- _Text segment_:
• • • • • • •
I mean, he is a distracting person, but he's got a PhD in distraction.

He is, we're going to build an Arc de Tromp now, or I guess what an Arc de Trump, I guess it is, across the mall.

We're going to build a ballroom.

He broke up the tile in the bathroom of the Lincoln bedroom.

Which, by the way, you thought he should do.

You didn't like those tiles.

By the way, my first reaction when he gave me the tour of the White House.

And of course, ladies and gentlemen, that happened on a Wednesday.

And I know this because I was only there for one Wednesday, so I know it happened on a Wednesday.

And I was upstairs getting a tour from him.

And I walked into the bathroom.

I was like, well, this is so odd.

This looks like my grandmother's bathroom from the 1950s.

And of course, that's when the house was renovated.

And the Trumans, Best Truman, that was her taste.

She had lime green tile, circa 1950, in the Lincoln bread, but it didn't look right.

And so Trump blasted the bathroom.

He didn't do it in his first term.
• • • • • • •
- _Rows_:
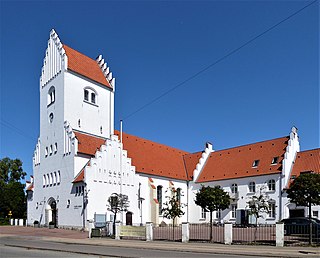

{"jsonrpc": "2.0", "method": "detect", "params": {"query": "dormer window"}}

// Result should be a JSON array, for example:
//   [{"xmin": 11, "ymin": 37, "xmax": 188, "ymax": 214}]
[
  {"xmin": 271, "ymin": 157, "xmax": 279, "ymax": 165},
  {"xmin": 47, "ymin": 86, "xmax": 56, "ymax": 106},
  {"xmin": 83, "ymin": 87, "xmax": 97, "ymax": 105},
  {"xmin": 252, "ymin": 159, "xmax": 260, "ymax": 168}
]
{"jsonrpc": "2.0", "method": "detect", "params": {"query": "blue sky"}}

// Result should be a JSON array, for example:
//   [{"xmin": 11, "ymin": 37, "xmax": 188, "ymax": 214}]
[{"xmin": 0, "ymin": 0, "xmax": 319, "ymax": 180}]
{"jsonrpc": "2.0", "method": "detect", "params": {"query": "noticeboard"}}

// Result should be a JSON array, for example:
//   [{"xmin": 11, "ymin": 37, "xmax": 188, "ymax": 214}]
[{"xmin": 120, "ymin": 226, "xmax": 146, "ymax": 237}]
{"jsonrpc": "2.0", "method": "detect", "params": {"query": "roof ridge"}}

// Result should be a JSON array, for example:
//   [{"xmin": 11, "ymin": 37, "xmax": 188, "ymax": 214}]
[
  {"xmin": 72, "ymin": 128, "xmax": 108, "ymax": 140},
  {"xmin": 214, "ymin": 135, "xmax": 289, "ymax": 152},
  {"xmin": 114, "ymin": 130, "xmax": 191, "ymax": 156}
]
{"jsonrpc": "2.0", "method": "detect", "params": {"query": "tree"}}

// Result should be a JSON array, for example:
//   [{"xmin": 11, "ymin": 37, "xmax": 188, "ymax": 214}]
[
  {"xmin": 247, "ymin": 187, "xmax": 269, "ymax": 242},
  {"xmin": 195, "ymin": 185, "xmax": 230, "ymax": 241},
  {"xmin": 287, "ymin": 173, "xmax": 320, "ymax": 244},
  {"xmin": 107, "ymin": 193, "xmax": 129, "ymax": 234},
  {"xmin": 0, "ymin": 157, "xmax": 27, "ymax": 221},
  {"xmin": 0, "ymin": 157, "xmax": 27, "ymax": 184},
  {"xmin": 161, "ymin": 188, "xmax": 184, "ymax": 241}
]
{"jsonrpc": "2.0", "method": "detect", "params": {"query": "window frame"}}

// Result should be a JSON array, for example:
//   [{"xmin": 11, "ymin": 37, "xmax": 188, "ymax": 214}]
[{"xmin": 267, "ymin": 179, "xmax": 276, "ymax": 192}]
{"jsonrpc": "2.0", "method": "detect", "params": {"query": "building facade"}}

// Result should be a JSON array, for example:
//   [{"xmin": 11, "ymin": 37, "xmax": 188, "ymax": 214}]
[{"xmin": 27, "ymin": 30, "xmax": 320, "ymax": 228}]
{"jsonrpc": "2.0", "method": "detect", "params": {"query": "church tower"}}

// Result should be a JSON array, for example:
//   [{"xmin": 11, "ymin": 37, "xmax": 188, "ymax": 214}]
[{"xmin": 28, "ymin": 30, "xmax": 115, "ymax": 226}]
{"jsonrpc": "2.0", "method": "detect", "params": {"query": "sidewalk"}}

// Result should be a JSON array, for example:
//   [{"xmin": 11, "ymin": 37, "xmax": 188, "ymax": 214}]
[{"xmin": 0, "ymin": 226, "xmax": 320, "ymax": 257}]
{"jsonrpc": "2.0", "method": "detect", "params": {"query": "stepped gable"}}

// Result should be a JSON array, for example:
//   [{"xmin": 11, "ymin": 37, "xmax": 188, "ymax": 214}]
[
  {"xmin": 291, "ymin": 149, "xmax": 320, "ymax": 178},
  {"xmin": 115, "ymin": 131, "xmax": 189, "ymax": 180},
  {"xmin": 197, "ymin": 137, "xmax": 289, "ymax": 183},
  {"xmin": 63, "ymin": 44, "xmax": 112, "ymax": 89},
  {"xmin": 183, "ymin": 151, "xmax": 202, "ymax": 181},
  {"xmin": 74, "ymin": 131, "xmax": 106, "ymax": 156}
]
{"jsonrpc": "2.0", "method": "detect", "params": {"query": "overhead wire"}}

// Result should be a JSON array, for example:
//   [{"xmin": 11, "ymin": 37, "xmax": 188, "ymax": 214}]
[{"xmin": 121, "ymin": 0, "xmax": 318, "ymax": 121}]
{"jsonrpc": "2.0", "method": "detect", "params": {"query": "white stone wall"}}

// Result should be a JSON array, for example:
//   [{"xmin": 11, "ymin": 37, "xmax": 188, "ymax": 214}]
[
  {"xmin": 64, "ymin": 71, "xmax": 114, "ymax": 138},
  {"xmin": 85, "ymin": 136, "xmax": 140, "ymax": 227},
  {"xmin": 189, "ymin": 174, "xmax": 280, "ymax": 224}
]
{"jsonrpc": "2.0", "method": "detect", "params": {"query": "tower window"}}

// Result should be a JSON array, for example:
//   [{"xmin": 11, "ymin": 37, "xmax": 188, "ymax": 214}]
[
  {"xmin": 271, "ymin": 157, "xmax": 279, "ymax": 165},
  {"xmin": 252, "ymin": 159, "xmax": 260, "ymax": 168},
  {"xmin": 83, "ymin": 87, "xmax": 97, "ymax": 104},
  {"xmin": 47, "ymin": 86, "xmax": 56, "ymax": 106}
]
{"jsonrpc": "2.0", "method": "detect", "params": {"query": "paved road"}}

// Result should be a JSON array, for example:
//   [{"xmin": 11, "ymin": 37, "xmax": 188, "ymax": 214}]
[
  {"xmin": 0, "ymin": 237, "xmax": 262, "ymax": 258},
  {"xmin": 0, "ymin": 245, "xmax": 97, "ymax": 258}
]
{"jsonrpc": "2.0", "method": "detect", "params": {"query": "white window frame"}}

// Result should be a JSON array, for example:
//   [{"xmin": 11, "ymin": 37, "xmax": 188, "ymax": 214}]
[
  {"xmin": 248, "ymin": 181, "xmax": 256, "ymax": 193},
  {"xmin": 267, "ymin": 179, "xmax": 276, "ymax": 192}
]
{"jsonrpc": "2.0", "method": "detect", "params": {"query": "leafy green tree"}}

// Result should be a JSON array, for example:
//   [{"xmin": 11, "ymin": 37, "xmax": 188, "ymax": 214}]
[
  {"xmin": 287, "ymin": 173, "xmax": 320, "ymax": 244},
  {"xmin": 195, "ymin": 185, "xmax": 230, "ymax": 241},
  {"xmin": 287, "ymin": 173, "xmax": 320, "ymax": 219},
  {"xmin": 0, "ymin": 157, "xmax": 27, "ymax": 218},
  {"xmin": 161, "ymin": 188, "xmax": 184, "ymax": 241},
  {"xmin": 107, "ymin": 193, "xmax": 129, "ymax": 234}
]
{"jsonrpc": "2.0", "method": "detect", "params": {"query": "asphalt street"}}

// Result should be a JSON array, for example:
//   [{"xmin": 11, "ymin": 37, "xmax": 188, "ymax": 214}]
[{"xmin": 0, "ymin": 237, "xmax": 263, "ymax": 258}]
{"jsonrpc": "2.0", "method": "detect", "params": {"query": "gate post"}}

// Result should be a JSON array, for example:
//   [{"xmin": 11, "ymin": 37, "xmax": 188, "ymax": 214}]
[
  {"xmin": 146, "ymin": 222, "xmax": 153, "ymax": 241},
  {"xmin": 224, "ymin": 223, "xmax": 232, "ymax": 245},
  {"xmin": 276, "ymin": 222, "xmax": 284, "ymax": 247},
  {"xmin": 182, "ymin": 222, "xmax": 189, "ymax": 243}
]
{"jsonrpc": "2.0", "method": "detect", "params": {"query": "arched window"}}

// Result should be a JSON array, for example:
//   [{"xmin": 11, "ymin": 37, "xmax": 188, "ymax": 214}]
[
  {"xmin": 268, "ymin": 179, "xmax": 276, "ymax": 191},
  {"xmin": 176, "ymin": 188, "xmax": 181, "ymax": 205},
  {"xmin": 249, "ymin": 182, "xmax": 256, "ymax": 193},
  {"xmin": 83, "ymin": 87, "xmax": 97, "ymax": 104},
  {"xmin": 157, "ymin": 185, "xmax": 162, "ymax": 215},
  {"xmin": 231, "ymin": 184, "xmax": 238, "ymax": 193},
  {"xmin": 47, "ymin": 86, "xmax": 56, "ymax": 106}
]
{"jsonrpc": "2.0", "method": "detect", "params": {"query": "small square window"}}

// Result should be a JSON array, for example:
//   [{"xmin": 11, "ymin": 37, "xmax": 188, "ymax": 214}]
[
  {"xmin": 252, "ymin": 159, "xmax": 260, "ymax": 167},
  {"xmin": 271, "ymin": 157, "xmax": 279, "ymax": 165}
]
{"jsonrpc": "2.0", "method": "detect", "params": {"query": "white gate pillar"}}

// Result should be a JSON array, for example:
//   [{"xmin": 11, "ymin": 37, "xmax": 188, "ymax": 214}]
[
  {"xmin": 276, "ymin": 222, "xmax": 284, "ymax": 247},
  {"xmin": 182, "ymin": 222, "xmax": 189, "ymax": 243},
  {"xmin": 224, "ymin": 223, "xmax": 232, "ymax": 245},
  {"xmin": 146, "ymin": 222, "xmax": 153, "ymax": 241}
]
• • • • • • •
- _Instructions_:
1 – According to the transcript, on what day of the week did the speaker's tour of the White House take place?
2 – Extract from the transcript, without any changes, the passage that opens with the words containing "He is, we're" and closes with "he should do.".
3 – Rewrite more briefly the paragraph of the transcript that begins "And I know this because I was only there," keeping its main facts.
The rows bear no relation to the transcript.

- _Solutions to the problems_:
1 – On a Wednesday.

2 –
He is, we're going to build an Arc de Tromp now, or I guess what an Arc de Trump, I guess it is, across the mall.

We're going to build a ballroom.

He broke up the tile in the bathroom of the Lincoln bedroom.

Which, by the way, you thought he should do.

3 – The speaker was there on only one Wednesday and so knows it happened on a Wednesday.